Prompt 1. In the health care transcript, how much would Alison's family have owed without insurance?
Prompt 2. From the health care transcript, extract the passage starting at "(BEGIN VIDEO CLIP)" and ending at "birth to death.", copied word for word.
Prompt 3. Extend the health care transcript past its final line.

Document text.

/---

CHURCH: Yes. She wrote this. "It seems fitting that with the Trump care debate raging I got this bill in the mail today from Ethan's most recent open heart surgery." She paid just $500 after the rest was covered by insurance. But she says, without insurance, they would have owed about $231,000 for about two weeks in hospital. Incredible numbers.
HOWELL: Here's the thing. So the Senate bill could allow insurers to cover fewer services for people with pre-existing conditions like Alison's son who is now 3 years old. She's begging lawmakers to consider the fate of children like Ethan.
(BEGIN VIDEO CLIP)
ALISON CHANDRA, MOTHER OF CHILD WITH PRE-EXISTING CONDITION: I don't think anyone can look a 2-year-old child in the face and say, I think that you're not worth it. But what they're doing with these bills, what they're doing with a lifetime cap is saying, you have, you've used up enough resources. I'm sorry that you were born sick and your mother chose life, and you were born sick. But now that life is not worth saving anymore. You can't be, you call
yourself pro life if you're not willing to be part of a system that protects the most vulnerable, protects live from birth to death.
(END VIDEO CLIP)
CHURCH: And that was Alison Chandra speaking to CNN's "NEW DAY" a little earlier. One of the most talked about provisions in the Senate health bill, the defunding of Planned Parenthood for one year. That could be a sticking point for at least two Senators, Susan Collins from Maine and Lisa Murkowski from Alaska. They say they will introduce an amendment to take that out.
HOWELL: Our senior medical correspondent Elizabeth Cohen looks at how the funding cut could impact one mother in the U.S. State of California.
UNIDENTIFIED MALE: Daddy's home.
ELIZABETH COHEN, CNN SENIOR MEDICAL CORRESPONDENT: Reporter: After suffering infertility and three miscarriages, Ariana and Kevin Gonzales were thrilled when Ariana became pregnant with daughter Bailey. But they were worried too.
ARIANA GONZALEZ, MOTHER: We needed to make sure that this pregnancy was going to stick and was going to be healthy. And in order to do that, off to Mexico we went.
COHEN: That's right. Off to Mexico. That's because the Gonzalez live in El Centro, California, in a county federally designated as a medically underserved area. Ariana has health insurance who her job as a high school teacher, but they're simply aren't enough doctors to go around. And so she was going to have to wait six weeks to see her obstetrician.
That's why Ariana was relieved when a Planned Parenthood clinic opened in her town filling the void. But now she's worried all over again.
UNIDENTIFIED MALE: The ayes for 217, and nays for 213.
COHEN: Because the American Health Care Act passed recently by the House of Representatives defunds Planned Parenthood, the new Senate proposal would do the same, that could force her clinic to close, the clinic where she gets birth control and gynecological care. And if it close she's be right back where she started.
COHEN: If your clinic closes down, you would leave your country to go get care?
COHEN: To go their care.
GONZALEZ: Yes. And I know people might be thinking, that's a little bit drastic, and it is.
COHEN: She doesn't want to leave her country to see a doctor and face this long line at the border, but right here over the border in Mexico, there are plenty of doctors ready and waiting to see Americans.

\---

Extracted entries.
/---

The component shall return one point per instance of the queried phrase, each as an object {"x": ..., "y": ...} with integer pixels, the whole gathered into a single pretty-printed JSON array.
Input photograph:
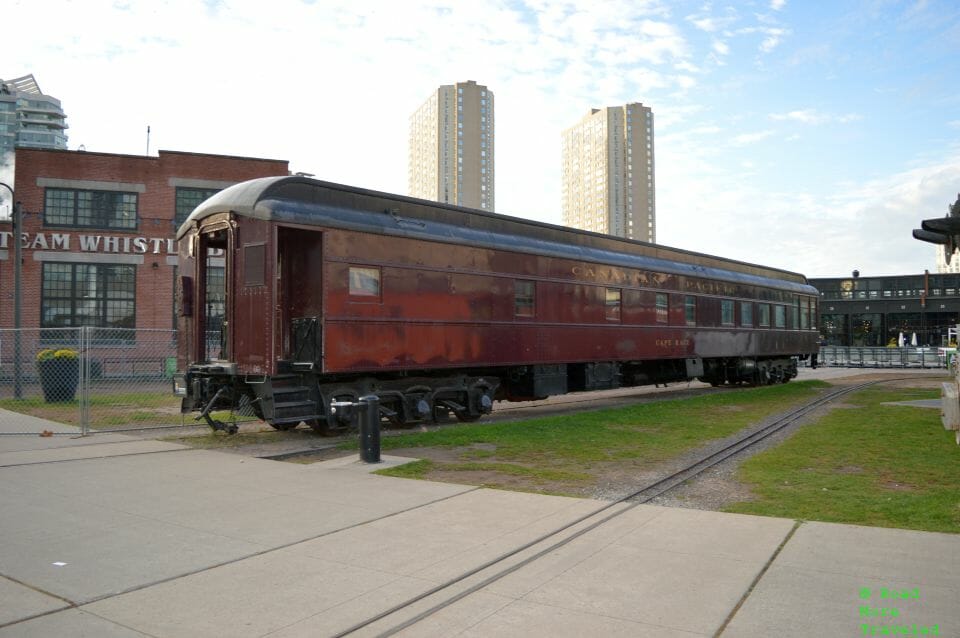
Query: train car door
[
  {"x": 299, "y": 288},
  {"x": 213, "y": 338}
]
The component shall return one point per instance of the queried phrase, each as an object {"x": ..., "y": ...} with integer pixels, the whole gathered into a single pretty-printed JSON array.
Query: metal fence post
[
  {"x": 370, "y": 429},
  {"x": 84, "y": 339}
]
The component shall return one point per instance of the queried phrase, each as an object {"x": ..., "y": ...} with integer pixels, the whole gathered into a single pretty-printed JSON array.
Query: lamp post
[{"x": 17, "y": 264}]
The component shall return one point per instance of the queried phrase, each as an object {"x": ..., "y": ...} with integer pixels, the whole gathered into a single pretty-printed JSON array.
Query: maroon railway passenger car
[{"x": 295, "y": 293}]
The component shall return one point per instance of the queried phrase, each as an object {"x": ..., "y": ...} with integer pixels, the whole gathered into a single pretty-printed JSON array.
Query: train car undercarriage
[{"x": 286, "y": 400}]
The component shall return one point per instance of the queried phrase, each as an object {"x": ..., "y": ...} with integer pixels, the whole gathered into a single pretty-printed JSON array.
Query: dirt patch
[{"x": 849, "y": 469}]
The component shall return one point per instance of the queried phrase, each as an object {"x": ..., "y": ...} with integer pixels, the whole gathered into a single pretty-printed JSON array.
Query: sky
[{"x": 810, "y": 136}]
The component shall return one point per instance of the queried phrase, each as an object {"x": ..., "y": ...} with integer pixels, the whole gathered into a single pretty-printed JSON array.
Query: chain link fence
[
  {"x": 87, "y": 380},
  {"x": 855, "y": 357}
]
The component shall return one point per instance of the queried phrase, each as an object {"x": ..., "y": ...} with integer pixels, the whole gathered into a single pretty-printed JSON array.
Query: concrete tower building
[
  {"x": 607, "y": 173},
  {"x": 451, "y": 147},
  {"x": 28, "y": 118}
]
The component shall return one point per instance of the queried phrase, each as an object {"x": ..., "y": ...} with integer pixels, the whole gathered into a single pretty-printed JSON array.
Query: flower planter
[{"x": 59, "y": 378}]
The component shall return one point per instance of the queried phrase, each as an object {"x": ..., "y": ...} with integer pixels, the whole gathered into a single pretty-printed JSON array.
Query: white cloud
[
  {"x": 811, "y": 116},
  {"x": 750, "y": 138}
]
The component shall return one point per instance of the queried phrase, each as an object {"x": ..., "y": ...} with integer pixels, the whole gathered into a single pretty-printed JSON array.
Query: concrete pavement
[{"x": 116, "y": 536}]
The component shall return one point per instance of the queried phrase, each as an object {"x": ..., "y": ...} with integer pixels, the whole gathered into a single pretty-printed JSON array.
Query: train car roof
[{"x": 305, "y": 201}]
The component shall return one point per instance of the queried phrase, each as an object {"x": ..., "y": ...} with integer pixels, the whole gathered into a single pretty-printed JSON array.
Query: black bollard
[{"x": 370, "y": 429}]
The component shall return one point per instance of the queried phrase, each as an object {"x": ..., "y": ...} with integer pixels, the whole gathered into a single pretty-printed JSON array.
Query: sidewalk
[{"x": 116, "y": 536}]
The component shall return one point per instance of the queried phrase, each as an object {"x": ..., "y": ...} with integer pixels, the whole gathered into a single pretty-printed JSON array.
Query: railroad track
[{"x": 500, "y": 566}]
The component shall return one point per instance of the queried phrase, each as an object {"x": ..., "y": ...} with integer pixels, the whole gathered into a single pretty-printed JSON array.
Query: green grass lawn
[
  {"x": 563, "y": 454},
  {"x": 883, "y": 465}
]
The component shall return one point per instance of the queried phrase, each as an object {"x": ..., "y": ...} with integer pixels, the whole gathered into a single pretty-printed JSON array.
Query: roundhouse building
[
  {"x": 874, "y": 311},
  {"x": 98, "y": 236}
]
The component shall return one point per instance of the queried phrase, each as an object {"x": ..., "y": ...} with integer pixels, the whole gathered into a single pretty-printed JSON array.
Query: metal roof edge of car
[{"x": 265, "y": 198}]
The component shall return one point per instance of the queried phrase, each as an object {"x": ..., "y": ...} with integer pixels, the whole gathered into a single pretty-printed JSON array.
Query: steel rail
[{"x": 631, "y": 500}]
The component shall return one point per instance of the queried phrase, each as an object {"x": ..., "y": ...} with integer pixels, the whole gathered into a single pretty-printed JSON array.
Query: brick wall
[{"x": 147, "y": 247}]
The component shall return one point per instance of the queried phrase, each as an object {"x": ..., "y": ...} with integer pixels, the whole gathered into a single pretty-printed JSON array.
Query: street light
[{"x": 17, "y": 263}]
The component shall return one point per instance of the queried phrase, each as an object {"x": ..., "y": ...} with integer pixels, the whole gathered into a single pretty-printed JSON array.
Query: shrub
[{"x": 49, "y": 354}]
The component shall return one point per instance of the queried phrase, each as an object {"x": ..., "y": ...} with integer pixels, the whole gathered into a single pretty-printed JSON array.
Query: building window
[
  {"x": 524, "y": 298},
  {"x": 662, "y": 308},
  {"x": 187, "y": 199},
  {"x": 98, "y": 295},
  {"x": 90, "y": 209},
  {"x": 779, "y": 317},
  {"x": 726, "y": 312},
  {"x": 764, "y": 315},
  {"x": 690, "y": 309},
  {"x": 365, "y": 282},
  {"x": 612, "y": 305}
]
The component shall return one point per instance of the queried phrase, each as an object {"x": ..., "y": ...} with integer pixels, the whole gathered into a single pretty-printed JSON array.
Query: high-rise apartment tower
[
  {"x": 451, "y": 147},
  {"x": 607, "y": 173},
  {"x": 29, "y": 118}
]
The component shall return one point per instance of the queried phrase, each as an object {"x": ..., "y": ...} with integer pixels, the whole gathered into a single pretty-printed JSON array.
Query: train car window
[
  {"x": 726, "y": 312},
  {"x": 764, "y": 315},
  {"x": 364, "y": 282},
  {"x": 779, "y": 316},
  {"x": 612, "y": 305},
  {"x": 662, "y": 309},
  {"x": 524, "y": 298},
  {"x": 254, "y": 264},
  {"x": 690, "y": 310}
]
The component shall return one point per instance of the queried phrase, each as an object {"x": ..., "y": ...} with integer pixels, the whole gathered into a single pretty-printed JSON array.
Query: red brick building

\---

Exercise output 1. About $231,000 for about two weeks in the hospital.

Exercise output 2.
(BEGIN VIDEO CLIP)
ALISON CHANDRA, MOTHER OF CHILD WITH PRE-EXISTING CONDITION: I don't think anyone can look a 2-year-old child in the face and say, I think that you're not worth it. But what they're doing with these bills, what they're doing with a lifetime cap is saying, you have, you've used up enough resources. I'm sorry that you were born sick and your mother chose life, and you were born sick. But now that life is not worth saving anymore. You can't be, you call
yourself pro life if you're not willing to be part of a system that protects the most vulnerable, protects live from birth to death.

Exercise output 3.
Republicans say Ariana shouldn't worry, she'll have ready access to care in the United States. Because while the health care bill takes money away from Planned Parenthood, it provides $422 million to beef up federal health centers like this one in her town, that don't provide abortions.
[03:15:02] REP. PAUL RYAN (R-WI), SPEAKER OF THE HOUSE: For every Planned Parenthood, there are 20 federal community health centers. They're vastly bigger in network, there are so many more of them, and they provide these kinds of services without all the controversy surrounding this issue.
COHEN: But many experts say community health clinics can't fill the void left by Planned Parenthood closures, that they don't have the capacity.
So now Ariana has a message for Senators before they follow the house and vote to defund Planned Parenthood.
GONZALEZ: If their doors are shut, you'll be driving your own constituents to an entirely different country in search of healthcare. And that's not America.
COHEN: She says she hopes and prays that Senators won't send her away from her own country to see a doctor.
GONZALEZ: I think it's shameful and I think that they should be embarrassed.
COHEN: Elizabeth Cohen, CNN, El Centro, California.
HOWELL: Elizabeth Cohen, thank you.
Later Monday, President Trump will meet with the prime minister of India for the first time and the talks could be strained over several issues. The president wants to reduce America's trade deficit and currently there's a $24 billion trade imbalance with India.
CHURCH: Mr. Trump has also been critical of the popular H-1 B work visa. About 70 percent of those go to tech workers from India. And now that the U.S. has withdrawn from the Paris climate agreement, India is looking to take a leadership role on global warming issues.
We'll take a short break, but still to come, a tourist boat goes under and six people are dead with more than 30 still missing. What officials are learning about that incident. We're back in a moment.
All right. We'll take a short break here, but still to come, a tourist boat goes under and six people are dead with more than 30 still missing. What officials are learning about that incident?
We're back in a moment.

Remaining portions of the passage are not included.